What the task requires
Transcribe the records that follow in their entirety, omitting any pictures.

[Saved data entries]
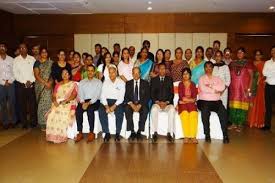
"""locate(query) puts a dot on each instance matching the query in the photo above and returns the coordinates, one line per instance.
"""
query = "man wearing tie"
(136, 99)
(162, 96)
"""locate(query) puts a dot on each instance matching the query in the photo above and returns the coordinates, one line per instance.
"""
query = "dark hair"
(116, 44)
(187, 50)
(200, 48)
(241, 49)
(227, 48)
(160, 50)
(209, 63)
(178, 48)
(98, 45)
(43, 48)
(122, 53)
(186, 69)
(91, 65)
(146, 42)
(217, 42)
(257, 50)
(61, 50)
(219, 51)
(77, 53)
(209, 48)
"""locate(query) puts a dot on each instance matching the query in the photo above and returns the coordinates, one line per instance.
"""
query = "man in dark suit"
(136, 98)
(162, 95)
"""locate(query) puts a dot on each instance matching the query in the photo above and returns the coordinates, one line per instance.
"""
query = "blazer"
(144, 92)
(163, 93)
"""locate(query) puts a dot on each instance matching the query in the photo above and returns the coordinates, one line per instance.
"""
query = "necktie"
(136, 93)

Output below
"""locate(query) puts a dot on each instance matching the query in the photo above and returns the coordinates, one line per instance.
"""
query = "man wearing tie"
(136, 99)
(162, 96)
"""locate(query) puts a dot on each instance matching the query in the photo above and returns the coordinates, one line per instance.
"""
query = "dark hair"
(116, 44)
(187, 50)
(200, 48)
(241, 49)
(227, 48)
(160, 50)
(209, 63)
(178, 48)
(98, 45)
(43, 48)
(122, 53)
(186, 69)
(91, 65)
(146, 42)
(217, 42)
(257, 50)
(61, 50)
(219, 51)
(77, 53)
(209, 48)
"""locate(query) puts a dot on each instance matching the query in the photo above and returns the coordinates, one line per instance.
"""
query = "man in dark suit"
(136, 98)
(162, 95)
"""locate(query) puts a dot on each instance matching the query in the photo above and returns the coordinates, one line per instance.
"""
query = "blazer"
(144, 92)
(163, 93)
"""locate(query) puts a dot on each instance matching the query in the photo above and returns the coordinates, one line per instance.
"""
query = "necktie"
(136, 93)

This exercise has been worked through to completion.